> **MATERIAL PROVIDED**:

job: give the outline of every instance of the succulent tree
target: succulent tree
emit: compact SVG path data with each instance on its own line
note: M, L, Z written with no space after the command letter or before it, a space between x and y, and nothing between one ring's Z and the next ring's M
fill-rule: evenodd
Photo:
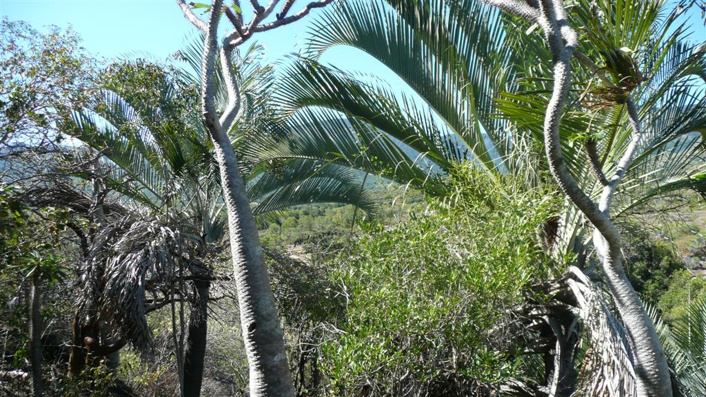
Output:
M625 278L614 220L706 187L702 45L689 42L681 8L661 1L578 1L567 13L558 2L489 3L513 12L441 0L328 8L280 84L277 128L289 134L259 156L321 158L443 194L435 177L445 164L472 158L489 172L514 173L528 162L514 162L513 153L526 151L534 158L532 180L549 170L567 193L561 251L585 252L592 242L582 235L597 229L592 246L626 323L638 389L668 396L664 355ZM575 40L571 26L580 27ZM547 30L561 30L547 37L549 48L539 35ZM319 61L337 45L367 52L409 90ZM623 337L621 326L608 328Z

> **EXERCISE**:
Convert the entries above into a JSON list of strings, one string per line, with blank lines omitted. Leave the picture placeholders out of the list.

> **EXERCISE RESPONSE**:
[
  "job: give the outline of every instance of the succulent tree",
  "target: succulent tree",
  "emit: compact SVG path data with each instance on its own line",
  "note: M, L, Z written with no space after the command letter or before it, a space between x and y, and nothing between one ring's Z and the next ring's M",
  "fill-rule: evenodd",
  "Photo:",
  "Output:",
  "M625 278L614 220L706 187L702 45L689 42L681 8L661 1L578 1L567 13L558 2L489 3L513 12L441 0L328 8L280 84L277 128L289 134L259 156L321 158L443 194L435 177L445 164L472 158L489 172L514 173L528 162L514 162L513 153L526 151L534 158L532 180L549 170L567 193L561 251L585 252L592 242L582 235L597 229L592 246L626 323L638 389L668 396L664 355ZM575 40L571 26L580 27ZM547 30L561 30L547 37L549 48L539 35ZM319 61L337 45L367 52L409 90ZM623 337L621 326L608 328Z"
]